— start —

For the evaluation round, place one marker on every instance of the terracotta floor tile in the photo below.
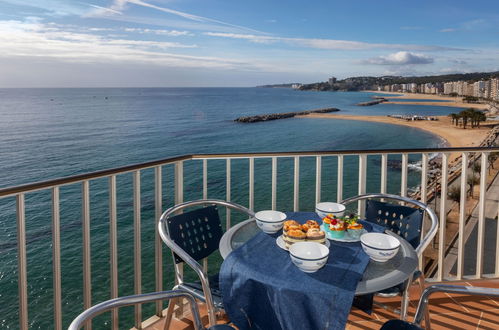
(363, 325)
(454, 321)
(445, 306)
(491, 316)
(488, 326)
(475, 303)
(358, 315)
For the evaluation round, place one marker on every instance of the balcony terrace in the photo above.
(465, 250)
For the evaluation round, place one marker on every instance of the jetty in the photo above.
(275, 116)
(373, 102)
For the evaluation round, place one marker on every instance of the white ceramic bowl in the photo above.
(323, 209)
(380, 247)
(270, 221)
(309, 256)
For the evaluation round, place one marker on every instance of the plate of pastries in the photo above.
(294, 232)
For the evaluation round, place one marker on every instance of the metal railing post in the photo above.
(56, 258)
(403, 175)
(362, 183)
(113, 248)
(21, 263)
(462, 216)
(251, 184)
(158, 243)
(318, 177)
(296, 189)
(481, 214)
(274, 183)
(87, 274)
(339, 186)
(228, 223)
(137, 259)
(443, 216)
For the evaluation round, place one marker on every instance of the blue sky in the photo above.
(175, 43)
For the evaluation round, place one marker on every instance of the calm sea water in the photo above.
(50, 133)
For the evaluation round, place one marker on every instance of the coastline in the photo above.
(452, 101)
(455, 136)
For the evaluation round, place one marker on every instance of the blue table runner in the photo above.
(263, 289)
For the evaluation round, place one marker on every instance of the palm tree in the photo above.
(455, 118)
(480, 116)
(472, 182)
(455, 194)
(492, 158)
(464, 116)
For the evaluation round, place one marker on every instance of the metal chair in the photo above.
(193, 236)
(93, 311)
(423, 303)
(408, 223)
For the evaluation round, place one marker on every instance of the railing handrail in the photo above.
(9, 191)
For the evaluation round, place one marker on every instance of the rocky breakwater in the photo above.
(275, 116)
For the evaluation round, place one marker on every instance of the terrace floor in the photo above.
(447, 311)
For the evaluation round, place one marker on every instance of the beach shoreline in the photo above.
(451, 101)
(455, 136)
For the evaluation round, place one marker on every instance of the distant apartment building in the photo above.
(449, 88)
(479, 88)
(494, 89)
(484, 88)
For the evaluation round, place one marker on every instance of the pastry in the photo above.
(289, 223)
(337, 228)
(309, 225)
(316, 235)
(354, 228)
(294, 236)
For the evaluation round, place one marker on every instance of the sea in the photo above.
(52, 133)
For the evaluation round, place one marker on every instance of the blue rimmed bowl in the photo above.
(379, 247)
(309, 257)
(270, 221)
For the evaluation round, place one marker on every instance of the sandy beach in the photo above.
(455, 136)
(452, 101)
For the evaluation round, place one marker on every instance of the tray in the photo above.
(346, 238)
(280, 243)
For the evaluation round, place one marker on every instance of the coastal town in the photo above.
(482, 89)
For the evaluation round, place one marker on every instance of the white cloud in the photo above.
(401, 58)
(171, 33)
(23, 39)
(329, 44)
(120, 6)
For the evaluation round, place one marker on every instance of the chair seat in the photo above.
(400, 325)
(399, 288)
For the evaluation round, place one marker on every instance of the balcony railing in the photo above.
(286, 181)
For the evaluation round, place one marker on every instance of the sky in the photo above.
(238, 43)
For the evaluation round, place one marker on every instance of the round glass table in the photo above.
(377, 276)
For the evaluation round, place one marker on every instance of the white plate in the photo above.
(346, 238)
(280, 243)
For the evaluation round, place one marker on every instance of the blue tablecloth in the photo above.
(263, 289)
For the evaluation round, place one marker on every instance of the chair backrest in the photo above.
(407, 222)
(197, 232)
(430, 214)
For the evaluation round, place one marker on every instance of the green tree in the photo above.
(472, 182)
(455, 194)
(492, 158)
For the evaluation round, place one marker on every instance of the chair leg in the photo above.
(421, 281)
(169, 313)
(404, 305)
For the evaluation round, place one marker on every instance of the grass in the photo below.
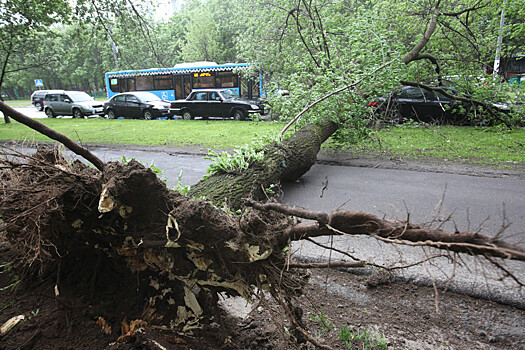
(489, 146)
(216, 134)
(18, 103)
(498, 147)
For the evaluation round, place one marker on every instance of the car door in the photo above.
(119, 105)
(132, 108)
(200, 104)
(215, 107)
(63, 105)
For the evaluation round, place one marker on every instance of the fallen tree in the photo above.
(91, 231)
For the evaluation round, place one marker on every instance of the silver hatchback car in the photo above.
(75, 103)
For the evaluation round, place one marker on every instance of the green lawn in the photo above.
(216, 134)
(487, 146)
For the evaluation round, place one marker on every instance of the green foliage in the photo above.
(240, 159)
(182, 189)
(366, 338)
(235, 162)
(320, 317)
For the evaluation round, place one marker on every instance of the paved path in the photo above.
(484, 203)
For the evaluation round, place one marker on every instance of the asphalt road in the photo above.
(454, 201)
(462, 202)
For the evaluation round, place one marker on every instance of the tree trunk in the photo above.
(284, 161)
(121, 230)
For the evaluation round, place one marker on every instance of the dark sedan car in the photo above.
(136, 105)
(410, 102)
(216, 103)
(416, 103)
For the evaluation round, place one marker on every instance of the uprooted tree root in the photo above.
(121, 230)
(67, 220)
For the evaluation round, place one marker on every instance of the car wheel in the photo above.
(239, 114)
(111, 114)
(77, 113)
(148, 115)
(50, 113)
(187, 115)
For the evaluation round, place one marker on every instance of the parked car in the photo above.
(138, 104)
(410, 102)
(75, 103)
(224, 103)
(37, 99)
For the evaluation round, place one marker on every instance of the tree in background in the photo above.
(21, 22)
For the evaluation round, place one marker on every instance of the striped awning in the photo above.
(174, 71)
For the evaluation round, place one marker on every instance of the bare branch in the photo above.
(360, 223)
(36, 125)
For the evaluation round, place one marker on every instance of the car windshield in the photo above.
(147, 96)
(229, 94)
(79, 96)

— end —

Could you give the data again, starting at the line that contains "branch in the photo above." and stopping after the end of the data, keeping the requests and scaling every coordinate in the answers by 2.4, rounded to whole numbers with halves rounded up?

(EXERCISE RESULT)
For the evaluation round, place one marker on every instance of the bare branch in the photo above.
(864, 535)
(86, 300)
For the evaluation round, place one marker on every instance of the car windshield in the photo above.
(353, 230)
(550, 226)
(190, 230)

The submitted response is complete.